• _Short exercise_
How many lines of the records below contain the string "tree", matching case? Reply with the number alone.

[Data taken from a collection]
= = = = = = =

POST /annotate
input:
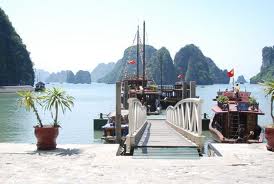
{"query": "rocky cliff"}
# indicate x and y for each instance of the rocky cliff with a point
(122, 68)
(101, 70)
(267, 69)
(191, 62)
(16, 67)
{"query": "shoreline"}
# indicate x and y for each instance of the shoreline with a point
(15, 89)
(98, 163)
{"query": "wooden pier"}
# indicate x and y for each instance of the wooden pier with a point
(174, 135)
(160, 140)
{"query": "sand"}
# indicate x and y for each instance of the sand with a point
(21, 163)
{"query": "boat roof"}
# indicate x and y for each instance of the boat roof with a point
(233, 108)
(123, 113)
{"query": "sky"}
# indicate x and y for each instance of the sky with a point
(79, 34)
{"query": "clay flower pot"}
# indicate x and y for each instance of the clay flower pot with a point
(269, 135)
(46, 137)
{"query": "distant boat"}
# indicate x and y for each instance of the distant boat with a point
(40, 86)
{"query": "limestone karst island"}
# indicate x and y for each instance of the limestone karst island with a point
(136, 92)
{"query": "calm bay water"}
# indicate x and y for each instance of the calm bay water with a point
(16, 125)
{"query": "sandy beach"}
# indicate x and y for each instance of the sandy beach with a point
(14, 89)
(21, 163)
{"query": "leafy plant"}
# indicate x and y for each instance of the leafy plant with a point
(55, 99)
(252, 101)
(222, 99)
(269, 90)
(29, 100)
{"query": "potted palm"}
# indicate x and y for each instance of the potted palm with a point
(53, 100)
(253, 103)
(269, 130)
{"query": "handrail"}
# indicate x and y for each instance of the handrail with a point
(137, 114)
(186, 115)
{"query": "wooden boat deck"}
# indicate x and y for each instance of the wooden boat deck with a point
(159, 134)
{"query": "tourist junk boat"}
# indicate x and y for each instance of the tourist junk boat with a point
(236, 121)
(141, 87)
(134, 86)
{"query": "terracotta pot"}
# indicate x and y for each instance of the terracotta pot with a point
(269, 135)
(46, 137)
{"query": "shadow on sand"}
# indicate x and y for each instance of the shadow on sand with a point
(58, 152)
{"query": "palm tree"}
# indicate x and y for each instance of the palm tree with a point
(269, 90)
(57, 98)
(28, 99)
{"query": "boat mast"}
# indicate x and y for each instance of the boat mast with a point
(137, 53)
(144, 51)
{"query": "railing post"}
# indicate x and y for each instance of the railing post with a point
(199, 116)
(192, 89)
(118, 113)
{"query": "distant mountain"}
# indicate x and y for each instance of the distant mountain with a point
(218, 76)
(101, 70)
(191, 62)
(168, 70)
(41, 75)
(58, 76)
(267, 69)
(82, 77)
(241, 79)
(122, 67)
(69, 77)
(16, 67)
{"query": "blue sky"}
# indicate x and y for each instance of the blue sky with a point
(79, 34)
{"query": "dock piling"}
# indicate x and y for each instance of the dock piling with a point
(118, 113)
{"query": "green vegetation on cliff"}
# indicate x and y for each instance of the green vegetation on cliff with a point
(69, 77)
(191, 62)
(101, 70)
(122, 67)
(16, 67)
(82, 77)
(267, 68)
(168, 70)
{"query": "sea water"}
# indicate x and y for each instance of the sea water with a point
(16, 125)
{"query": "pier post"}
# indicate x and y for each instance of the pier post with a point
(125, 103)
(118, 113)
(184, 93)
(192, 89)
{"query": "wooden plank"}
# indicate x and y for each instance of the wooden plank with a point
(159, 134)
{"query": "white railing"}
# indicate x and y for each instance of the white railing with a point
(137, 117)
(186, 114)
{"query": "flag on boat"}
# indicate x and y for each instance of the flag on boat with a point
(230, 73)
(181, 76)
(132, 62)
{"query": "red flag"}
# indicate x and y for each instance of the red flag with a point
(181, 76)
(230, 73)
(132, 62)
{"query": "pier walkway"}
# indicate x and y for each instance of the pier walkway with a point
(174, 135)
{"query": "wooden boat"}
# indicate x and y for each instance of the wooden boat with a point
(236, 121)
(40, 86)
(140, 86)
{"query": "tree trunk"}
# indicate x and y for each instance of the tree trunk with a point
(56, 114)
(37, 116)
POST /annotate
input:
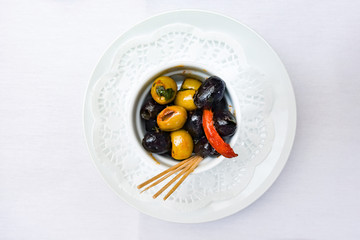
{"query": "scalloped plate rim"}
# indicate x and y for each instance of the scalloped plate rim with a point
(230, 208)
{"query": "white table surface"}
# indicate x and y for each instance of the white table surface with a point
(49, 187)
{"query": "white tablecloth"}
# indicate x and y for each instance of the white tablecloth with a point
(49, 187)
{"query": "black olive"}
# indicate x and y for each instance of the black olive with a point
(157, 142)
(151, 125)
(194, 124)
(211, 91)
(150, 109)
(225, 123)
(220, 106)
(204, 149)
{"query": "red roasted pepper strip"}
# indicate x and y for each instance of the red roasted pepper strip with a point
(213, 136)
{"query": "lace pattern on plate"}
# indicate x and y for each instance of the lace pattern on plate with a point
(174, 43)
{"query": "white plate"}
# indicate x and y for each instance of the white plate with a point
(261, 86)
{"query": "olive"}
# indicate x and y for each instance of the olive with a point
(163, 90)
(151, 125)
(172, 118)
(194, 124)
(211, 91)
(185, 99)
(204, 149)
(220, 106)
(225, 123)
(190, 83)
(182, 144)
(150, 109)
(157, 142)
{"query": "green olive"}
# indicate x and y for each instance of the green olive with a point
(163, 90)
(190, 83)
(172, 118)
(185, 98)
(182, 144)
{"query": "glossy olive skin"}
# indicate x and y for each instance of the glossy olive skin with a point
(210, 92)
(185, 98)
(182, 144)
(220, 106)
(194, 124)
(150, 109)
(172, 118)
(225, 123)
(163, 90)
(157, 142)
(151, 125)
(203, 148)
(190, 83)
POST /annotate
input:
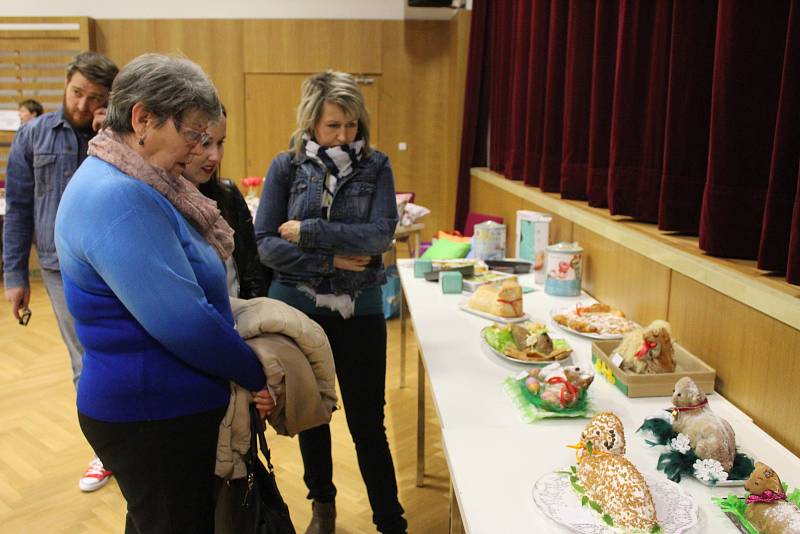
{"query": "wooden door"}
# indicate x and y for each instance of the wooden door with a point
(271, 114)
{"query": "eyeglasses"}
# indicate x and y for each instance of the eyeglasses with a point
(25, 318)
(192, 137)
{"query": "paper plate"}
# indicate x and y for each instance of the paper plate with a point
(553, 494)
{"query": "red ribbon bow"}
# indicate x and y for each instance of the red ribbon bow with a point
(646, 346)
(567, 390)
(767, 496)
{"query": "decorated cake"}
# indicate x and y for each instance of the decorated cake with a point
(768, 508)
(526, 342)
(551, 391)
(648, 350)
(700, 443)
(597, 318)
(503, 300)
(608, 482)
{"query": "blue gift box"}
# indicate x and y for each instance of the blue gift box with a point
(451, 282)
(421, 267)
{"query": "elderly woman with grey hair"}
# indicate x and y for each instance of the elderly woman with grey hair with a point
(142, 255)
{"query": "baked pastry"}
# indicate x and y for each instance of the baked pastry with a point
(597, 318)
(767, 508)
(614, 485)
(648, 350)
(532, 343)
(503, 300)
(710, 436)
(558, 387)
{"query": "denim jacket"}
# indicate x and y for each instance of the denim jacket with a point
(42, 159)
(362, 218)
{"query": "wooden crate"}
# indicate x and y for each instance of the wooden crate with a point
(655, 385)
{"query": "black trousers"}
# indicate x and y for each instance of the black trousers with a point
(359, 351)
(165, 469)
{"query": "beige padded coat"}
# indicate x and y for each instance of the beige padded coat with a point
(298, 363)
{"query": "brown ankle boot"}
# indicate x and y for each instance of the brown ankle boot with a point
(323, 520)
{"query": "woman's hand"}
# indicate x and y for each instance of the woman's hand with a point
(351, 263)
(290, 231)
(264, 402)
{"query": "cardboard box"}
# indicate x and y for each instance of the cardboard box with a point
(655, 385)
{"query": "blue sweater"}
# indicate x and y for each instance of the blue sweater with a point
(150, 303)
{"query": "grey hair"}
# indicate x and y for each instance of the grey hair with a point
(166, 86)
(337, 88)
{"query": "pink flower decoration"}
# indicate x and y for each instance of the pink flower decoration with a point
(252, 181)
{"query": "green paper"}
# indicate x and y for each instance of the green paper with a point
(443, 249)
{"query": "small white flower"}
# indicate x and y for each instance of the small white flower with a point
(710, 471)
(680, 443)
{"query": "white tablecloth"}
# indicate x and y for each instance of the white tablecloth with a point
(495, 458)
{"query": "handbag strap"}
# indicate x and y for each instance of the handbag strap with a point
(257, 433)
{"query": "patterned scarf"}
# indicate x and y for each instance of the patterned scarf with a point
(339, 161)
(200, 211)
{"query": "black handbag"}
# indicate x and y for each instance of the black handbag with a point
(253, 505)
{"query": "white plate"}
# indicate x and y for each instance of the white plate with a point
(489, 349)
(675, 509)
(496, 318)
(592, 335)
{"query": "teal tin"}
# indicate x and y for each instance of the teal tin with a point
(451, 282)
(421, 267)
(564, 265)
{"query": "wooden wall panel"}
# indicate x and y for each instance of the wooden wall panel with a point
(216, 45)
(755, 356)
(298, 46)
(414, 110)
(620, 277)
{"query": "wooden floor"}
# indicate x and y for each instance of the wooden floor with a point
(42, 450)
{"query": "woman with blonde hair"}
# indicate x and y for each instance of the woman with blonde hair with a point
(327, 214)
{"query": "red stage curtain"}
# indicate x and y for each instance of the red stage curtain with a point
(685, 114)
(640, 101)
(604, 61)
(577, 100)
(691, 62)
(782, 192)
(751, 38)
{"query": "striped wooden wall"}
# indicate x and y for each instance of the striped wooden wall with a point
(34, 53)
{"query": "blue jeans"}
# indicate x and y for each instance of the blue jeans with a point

= = = = = = =

• _The result_
4